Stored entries

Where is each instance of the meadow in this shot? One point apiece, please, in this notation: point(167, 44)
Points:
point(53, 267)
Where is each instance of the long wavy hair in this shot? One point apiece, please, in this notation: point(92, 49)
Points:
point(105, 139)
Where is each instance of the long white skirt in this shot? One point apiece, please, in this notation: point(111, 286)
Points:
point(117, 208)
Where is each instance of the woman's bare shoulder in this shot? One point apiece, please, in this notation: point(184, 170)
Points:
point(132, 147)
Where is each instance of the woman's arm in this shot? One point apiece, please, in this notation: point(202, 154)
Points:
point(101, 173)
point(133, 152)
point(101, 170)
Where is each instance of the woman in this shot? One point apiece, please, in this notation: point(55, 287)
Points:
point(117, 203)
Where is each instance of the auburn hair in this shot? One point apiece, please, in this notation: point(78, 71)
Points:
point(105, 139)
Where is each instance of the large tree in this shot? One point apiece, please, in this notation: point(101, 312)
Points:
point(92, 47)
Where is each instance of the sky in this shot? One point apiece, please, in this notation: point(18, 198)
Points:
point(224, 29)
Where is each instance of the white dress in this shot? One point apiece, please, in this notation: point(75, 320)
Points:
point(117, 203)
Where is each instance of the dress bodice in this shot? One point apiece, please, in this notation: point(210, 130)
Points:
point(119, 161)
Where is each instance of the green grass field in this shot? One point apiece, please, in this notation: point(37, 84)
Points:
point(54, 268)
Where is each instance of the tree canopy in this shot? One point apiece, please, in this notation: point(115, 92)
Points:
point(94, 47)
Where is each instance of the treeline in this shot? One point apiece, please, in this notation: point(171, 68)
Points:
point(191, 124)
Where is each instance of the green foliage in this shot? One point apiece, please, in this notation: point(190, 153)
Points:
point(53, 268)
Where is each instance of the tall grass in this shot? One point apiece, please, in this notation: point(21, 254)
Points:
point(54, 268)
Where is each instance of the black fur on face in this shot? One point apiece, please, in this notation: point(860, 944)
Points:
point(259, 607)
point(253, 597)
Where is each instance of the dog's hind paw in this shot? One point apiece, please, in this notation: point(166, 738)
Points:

Challenge – Rewrite the listing above, starting at the line containing "Where is each instance of the green grass" and ending at the line containing "point(94, 47)", with the requests included. Adjust each coordinate in the answer points by -90, and keep the request lines and their sample coordinates as they are.

Full response –
Where is each instance of the green grass field in this shot? One point apiece, please, in this notation: point(37, 84)
Points:
point(-36, 178)
Where is each instance of the tree canopy in this shot? One point apiece, please, in this notation: point(115, 92)
Points:
point(4, -43)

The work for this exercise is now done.